**TRY IT:** Please reproduce exactly the line that carries "Mark every instance of the horse's" and all remaining lines through the last line of the data, and write nothing else.
══════════════════════════════
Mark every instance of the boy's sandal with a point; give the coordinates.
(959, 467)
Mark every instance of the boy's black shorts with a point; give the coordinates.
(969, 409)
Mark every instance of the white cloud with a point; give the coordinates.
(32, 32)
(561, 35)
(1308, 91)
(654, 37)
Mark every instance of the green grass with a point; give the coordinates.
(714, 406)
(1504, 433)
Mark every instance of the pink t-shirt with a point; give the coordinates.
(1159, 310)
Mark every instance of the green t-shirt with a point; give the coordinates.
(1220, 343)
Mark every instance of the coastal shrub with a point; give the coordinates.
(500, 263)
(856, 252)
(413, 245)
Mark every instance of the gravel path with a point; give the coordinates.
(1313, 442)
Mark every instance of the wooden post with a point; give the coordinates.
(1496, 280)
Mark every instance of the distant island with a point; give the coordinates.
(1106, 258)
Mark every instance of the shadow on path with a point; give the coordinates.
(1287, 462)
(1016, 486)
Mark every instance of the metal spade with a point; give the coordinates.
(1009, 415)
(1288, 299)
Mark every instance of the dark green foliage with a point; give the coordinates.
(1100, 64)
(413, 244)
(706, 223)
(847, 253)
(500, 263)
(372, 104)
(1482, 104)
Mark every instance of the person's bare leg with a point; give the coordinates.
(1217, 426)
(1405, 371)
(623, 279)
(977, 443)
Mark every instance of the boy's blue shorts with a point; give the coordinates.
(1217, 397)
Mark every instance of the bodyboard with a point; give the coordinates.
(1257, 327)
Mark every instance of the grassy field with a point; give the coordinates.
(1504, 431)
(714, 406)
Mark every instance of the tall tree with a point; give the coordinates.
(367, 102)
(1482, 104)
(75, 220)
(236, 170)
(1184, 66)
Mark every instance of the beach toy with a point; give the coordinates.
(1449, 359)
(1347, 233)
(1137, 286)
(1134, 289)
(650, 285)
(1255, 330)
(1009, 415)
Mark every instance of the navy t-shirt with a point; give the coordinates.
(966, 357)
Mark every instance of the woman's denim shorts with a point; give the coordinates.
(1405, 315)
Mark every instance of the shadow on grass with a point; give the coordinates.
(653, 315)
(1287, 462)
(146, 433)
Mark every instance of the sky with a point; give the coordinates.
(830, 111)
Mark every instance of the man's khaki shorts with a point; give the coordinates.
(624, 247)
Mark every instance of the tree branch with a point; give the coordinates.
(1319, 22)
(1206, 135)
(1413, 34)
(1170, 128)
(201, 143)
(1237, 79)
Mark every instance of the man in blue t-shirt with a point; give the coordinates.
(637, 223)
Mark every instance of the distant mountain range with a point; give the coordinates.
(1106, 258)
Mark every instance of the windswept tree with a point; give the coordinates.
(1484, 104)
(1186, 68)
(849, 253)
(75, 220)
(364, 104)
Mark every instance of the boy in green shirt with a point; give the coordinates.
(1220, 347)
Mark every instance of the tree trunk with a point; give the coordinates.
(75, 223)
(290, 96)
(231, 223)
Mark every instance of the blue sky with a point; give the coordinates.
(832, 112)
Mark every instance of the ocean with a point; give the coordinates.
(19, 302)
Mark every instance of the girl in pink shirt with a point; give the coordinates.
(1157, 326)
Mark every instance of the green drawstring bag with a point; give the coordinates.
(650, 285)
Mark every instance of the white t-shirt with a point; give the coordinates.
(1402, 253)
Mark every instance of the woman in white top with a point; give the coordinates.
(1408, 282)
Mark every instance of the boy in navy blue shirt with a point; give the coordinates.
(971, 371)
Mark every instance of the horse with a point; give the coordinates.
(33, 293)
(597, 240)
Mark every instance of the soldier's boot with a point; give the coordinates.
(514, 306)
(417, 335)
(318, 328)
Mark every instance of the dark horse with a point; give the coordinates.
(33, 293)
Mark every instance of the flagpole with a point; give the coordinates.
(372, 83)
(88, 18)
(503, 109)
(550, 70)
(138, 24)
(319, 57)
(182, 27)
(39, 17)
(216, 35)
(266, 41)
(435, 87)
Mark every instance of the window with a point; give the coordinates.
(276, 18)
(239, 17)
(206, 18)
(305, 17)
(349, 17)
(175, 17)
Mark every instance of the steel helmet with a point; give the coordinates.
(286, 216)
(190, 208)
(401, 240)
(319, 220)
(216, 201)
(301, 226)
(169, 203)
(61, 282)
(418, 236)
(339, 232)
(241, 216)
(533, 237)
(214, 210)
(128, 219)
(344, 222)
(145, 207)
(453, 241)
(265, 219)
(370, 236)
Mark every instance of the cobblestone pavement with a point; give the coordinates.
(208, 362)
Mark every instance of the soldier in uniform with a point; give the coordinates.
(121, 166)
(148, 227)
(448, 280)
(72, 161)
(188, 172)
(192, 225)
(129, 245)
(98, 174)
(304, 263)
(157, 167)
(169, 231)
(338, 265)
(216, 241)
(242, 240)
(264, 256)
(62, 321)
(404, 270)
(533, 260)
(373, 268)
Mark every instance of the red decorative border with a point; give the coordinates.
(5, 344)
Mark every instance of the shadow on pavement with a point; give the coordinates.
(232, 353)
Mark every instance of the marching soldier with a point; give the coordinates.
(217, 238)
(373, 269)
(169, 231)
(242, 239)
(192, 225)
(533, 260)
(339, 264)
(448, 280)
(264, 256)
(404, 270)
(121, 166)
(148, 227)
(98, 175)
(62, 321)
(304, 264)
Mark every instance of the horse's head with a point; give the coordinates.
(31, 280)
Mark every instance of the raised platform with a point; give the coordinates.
══════════════════════════════
**EXERCISE RESULT:**
Mark every instance of the horse's head with a point; give the coordinates.
(31, 280)
Mark every instance of the raised platform with a point; give the coordinates.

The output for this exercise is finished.